* [Excerpt provided]
Title: Glass Onion: A Knives Out Mystery

Year: 2022

Director: Rian Johnson

Writer: Rian Johnson

Cast: Daniel Craig (Benoit Blanc), Edward Norton (Miles Bron), Janelle Monáe (Andi Brand), Kathryn Hahn (Claire Debella), Leslie Odom Jr. (Lionel Toussaint),

Runtime: 140 min.

Synopsis: World-famous detective Benoit Blanc heads to Greece to peel back the layers of a mystery surrounding a tech billionaire and his eclectic crew of friends.

Rating: 7/10

Glass Onion: A Knives Out Mystery – A Razor-Sharp Satire Wrapped in a Gilded Puzzle

/10 Posted on June 9, 2025
Rian Johnson’s Glass Onion is that rare sequel that doesn’t just match its predecessor it reinvents it. Where Knives Out was a cozy, autumnal whodunit, Glass Onion is a sun-soaked, neon-lit romp dripping with extravagance and irony. It’s a film that gleefully skewers the ultra-rich while still delivering a mystery so intricately constructed, you’ll want to rewind it the second the credits roll.

Daniel Craig’s Benoit Blanc returns, now more delightfully Southern and theatrically queer, like a cross between Foghorn Leghorn and Oscar Wilde. But the real stars here are the "disruptors" a grotesque, hilarious ensemble of billionaire buffoons played to perfection by Kate Hudson, Dave Bautista, and especially Janelle Monáe, whose dual-role performance is the film’s beating, broken heart. Edward Norton’s tech bro villain is so perfectly insufferable, you’ll want to reach through the screen and throttle him which, of course, is the point.

* [Provided information]
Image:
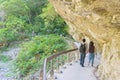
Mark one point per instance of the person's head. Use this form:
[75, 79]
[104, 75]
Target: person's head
[83, 40]
[91, 43]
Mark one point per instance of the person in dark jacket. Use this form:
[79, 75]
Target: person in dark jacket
[91, 53]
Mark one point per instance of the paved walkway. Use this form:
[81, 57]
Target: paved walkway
[76, 72]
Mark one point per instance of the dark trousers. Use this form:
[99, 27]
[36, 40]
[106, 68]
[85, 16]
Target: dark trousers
[82, 58]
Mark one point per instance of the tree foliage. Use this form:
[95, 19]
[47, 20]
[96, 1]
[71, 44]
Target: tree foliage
[34, 51]
[36, 19]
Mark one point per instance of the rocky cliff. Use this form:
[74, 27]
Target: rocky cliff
[97, 20]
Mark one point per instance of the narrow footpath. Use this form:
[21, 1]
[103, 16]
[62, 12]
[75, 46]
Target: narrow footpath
[76, 72]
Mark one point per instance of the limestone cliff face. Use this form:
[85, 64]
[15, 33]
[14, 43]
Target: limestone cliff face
[98, 20]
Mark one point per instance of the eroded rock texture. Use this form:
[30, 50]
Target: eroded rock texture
[99, 20]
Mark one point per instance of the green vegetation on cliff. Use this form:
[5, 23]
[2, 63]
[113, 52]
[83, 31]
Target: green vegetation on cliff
[36, 21]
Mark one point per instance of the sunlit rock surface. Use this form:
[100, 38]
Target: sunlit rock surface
[98, 20]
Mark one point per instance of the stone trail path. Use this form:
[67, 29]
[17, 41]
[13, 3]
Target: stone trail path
[76, 72]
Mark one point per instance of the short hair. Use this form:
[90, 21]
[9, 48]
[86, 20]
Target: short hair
[83, 40]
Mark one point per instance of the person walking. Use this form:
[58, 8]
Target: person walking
[91, 53]
[82, 50]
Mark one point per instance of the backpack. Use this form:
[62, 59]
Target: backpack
[82, 48]
[91, 49]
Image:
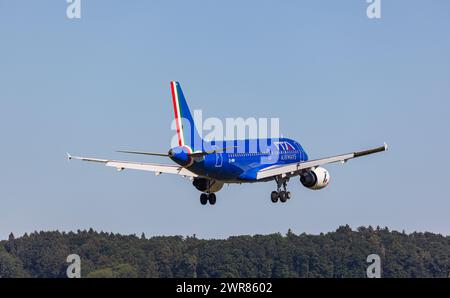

* [Directives]
A - According to the Glass Onion review, which actor plays Miles Bron?
B - Please carry on the Glass Onion review from the point where it stops.

* [Results of the exercise]
A - Edward Norton.

B -
Visually, Glass Onion is a feast. The titular glass mansion is a character in itself a monument to wealth so absurdly transparent, it becomes opaque. Johnson’s script is a Russian nesting doll of twists, each reveal more audacious than the last. The film’s greatest trick? Making you laugh uproariously while still keeping you guessing.

If there’s a flaw, it’s that Glass Onion occasionally tips into self-indulgence. Some gags run a beat too long, and the third act’s meta-commentary on mystery tropes, while clever, risks overshadowing the emotional stakes. But these are quibbles. At its core, this is a film about the lies we tell to protect ourselves and the knives that come out when those lies unravel.